Can you extend the article on tax-increment financing and Chicago schools, picking up right after its final sentence?

SOURCE EXTRACT:
■ ■ ■

Via Greg Hinz, Roosevelt prof Stephanie Farmer just released a report breaking down what schools in Chicago have received tax-increment finance funding, how much, what students they serve, and where they're located. It's an interesting read, and significant because it addresses one of the biggest controversies of the TIF program.

One of the accusations lobbed at TIFs is that they divert money from public schools—or, alternately, they cause tax levies to increase in order to replace money that would otherwise go to public schools. A quick reminder: TIF designation fixes the amount of property tax revenues that go to the usual places for up to 24 years. That "additional" money, the increment, then gets plowed back into the district to finance economic development. The theory is that the district gets the property tax revenue it would have gotten anyway; the reality is much trickier, because of obvious things like inflation, broader socioeconomic trends, and so forth. Either way, the many, many TIFs that have sprouted up since Harold Washington plunked one down in the Loop a couple decades ago have taken up an increasing percentage of city revenues. Here's your periodic reminder:

So. One of the ongoing defenses of TIFs in regard to its effect on school funding is that TIF money is spent building schools, as Ben Joravsky described six years ago. At the time, Mayor Daley promised one billion dollars in TIF spending over six years to build schools. Farmer's report finds that 28 schools have received $857.8 million, and another 26 schools have used over $32 million TIF money to meet ADA accessibility standards. (Another question is whether TIF money should be spent on schools, but that's a big question.) And she breaks down where that money has gone.

■ ■ ■

AVAILABLE DATA:

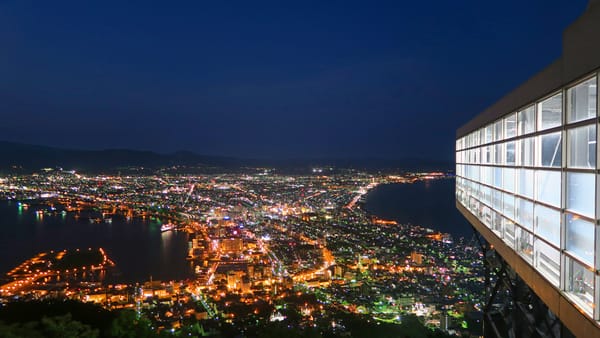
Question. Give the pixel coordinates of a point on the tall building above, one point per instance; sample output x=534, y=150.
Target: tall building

■ ■ ■

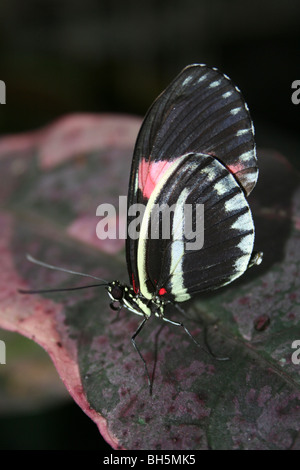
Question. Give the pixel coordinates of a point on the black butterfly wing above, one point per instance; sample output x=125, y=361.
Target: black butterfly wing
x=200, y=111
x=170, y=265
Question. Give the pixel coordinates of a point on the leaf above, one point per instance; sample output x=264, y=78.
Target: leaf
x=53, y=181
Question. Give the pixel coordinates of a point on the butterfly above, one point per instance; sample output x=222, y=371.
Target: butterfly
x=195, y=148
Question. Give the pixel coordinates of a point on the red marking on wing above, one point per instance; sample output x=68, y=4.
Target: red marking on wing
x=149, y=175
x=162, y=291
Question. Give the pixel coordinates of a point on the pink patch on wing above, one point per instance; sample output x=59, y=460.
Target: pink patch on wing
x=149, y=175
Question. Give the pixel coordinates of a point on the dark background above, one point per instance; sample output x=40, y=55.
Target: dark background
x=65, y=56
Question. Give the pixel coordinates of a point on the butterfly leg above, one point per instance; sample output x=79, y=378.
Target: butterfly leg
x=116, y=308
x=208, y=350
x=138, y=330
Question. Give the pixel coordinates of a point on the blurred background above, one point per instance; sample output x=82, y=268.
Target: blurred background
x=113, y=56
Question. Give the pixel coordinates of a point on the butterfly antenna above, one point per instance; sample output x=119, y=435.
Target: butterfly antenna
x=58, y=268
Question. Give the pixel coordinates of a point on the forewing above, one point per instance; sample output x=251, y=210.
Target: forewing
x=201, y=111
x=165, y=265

■ ■ ■

ANSWER FOR THE TASK:
The most interesting and/or significant finding is this: "Though selective enrollment schools account for 1% of all CPS schools, they received 24% of all TIF funds spent on school construction projects," or $209 million dollars. By comparison, open-enrollment neighborhood schools, making up 69 percent of CPS schools, received $415 million, or 48 percent. Farmer explains:

The city’s nine selective enrollment schools were created by Mayor Richard Daley to help retain middle-class families who he believed would leave CPS and the city in pursuit of what they perceive as better schools in the suburbs.

Expect more where those came from, Jean-Claude Brizard told Linda Lutton in April.

This feeds back into the question of whether TIF money should be spent on schools. One of the points Ben Joravsky has made over the years is that there's been a TIF mission creep from strict economic development to funding basic infrastructure, such as school-building, as well as a shift from repairing blighted neighborhoods to attracting businesses to the central business district. Joravsky and Mick Dumke found with a ward-by-ward breakdown of TIF spending from 2004-2008 that 43 percent of TIF money was spent in the three wards in and around downtown.

But that's the funny thing about Farmer's findings: selective-enrollment schools are intended as economic development, so it's really not a surprise that so much TIF money has gone into them versus open-enrollment schools. Intended to address blight, TIFs have been shifted to block flight, and Farmer's work shows how the dilemma is mirrored with the use of TIF money to fund education.